# Record extracts
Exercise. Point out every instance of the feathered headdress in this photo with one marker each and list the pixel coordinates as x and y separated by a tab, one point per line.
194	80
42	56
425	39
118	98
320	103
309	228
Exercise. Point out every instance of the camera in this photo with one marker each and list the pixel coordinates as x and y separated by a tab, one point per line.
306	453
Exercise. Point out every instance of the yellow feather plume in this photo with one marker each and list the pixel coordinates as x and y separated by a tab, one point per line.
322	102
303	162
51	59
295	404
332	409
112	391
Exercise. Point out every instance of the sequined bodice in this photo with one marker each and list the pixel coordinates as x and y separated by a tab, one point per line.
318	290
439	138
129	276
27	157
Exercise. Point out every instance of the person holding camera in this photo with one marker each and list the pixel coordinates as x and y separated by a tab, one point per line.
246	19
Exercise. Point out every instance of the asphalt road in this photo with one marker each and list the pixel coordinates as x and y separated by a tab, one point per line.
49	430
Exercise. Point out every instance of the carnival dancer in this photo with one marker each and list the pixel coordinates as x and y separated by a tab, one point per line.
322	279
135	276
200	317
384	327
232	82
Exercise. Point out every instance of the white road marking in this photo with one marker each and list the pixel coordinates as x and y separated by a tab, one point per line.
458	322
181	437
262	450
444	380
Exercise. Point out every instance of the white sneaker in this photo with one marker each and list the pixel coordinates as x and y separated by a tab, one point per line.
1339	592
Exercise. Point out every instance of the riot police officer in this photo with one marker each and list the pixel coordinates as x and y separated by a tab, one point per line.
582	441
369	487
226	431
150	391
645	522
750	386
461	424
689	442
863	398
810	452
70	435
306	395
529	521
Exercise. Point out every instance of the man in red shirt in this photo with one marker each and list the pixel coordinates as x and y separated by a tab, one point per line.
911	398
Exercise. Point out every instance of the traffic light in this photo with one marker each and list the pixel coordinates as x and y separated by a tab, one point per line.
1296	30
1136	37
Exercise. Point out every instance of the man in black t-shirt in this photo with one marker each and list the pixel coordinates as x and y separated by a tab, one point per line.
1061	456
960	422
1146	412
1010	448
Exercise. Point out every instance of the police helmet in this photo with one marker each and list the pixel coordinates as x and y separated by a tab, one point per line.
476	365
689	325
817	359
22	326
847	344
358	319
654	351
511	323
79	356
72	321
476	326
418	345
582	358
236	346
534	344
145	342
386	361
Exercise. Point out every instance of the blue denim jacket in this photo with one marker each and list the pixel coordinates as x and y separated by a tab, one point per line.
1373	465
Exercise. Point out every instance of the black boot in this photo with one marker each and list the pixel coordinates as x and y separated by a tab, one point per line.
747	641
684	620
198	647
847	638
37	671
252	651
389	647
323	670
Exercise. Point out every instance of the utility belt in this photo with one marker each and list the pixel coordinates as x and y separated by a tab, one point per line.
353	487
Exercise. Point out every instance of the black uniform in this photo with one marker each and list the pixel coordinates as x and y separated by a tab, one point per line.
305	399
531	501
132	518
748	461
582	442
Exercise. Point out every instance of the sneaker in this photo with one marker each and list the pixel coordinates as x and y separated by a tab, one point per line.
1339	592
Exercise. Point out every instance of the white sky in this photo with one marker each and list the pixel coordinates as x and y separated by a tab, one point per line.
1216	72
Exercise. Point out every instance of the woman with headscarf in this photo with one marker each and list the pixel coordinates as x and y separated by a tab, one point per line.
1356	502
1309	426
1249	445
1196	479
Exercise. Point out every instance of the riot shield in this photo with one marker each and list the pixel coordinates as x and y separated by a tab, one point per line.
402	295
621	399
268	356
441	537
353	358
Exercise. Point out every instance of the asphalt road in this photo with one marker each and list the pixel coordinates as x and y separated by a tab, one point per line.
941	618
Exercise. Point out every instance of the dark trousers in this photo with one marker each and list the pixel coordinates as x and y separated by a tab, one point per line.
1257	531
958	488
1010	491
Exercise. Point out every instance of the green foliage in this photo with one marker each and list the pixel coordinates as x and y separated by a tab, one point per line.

# Exercise aim
Extract every line of the listing above and reproduce each one verbatim, without alteration.

# Answer for the task
Exercise. Point out every instance of the feathered headdress in this photo with one marker each and list the pixel coordinates as x and y separated by a tab, one point per line.
194	80
42	56
425	39
118	98
320	103
309	228
Exercise. Point out every instance of the camera in this photo with one marker each and list the pixel coordinates as x and y separated by a tab, one point per line.
306	453
Exercise. Point out every instance of the yellow feather plume in this photo with one marker each and list the pixel coordinates as x and y separated by a tab, one point per line.
322	102
303	162
51	59
295	404
332	409
112	391
Exercise. Point out every instance of the sequined bodice in this photo with one marker each and list the pixel coordinates as x and y separated by a tab, one point per line.
318	290
439	138
129	276
27	157
Exercise. Point out every instance of the person holding camera in this photo with one marker each and list the pixel coordinates as x and y separated by a tab, one point per line.
246	19
Exercise. Point out every instance of the asphalt road in this photo with one marker each and list the pixel coordinates as x and y separated by a tab, one point per line.
49	430
Exercise. Point out every instance of the carnival dancer in this photo with one marker each and list the pixel coordinates as x and y separated by a tab, one point per line.
322	279
135	276
200	317
384	327
232	82
Exercise. Point out every instance of the white road marking in this photo with one marker each and list the pixel coordinates as x and y separated by a tab, one point per line.
458	322
181	437
262	450
444	380
Exercise. Point out every instance of the white sneaker in this photo with one marker each and list the pixel coordinates as x and y separated by a tab, one point per line.
1339	592
Exercise. Point out every instance of the riot police officer in this photo with one marker each and list the pixel coordinates as x and y separated by a tab, one point per line.
582	441
369	487
226	431
150	391
645	522
750	386
461	424
689	442
863	398
810	452
70	435
306	395
529	521
Exercise. Point out every instance of the man in red shirt in this photo with one marker each and list the pixel coordinates as x and y separated by a tab, one point per line.
911	398
Exercise. Point out every instance of the traffic light in this photo with one marker each and list the pixel coordinates as x and y separated by a tab, one point per line.
1296	30
1136	37
Exercise. Point out every instance of the man in black t-shirt in this photo with one marker each and list the pixel coordinates as x and y separated by a tab, one point per line.
1061	456
960	422
1146	412
1010	448
Exercise. Point out every instance of the police helmet in this photo with one marker each and list the pixel coordinates as x and y separated by a tab, one point per line.
476	365
689	325
817	359
22	326
847	344
358	319
654	351
511	323
79	356
72	321
476	326
418	345
582	358
236	346
534	344
145	342
386	361
Exercise. Point out every instance of the blue denim jacket in this photo with one marker each and list the pixel coordinates as x and y separated by a tab, one point per line.
1373	465
Exercise. Point out every instance of the black boot in this photo with one marker each and list the pixel coordinates as x and y separated by a tab, one point per line.
747	641
684	620
198	647
847	638
37	671
252	651
389	647
323	670
Exercise. Point out every instance of the utility belt in this photo with one marker each and list the pixel coordinates as x and y separated by a tab, one point per line.
353	487
Exercise. Point out every instance of the black uniform in this photo with one marker each and list the pixel coordinates as x and y separated by a tab, one point per line.
305	399
531	501
132	518
748	461
582	442
Exercise. Point out every instance of the sneaker in this photo with one marker each and list the pixel coordinates as x and y separated by a tab, one point per line.
1339	592
Exercise. Point out every instance of the white sky in this photo with one marker each and list the pixel coordinates as x and y separated by a tab, one point per line.
1216	72
Exercise. Point out every instance of the woman with headscarf in this photo with one marker each and list the pixel coordinates as x and y separated by a tab, one point per line.
1356	502
1309	426
1249	445
1196	479
Exercise. Point out every instance of the riot shield in this photo with one marker each and list the pixel coordinates as x and y separated by a tab, one point per line.
402	295
621	399
268	356
441	537
353	358
Exercise. Point out every instance of the asphalt road in this photo with one marker each and list the pixel coordinates as x and y separated by a tab, one point per line.
941	618
Exercise. Point out every instance of the dark trousers in this photo with one marker each and list the pixel coordinates as x and y separated by a tab, one point per line.
1257	531
958	488
1010	491
Exercise. Point out every instance of the green foliage in this photo with one marker each and list the pixel coordinates as x and y separated by a tab, one point per line.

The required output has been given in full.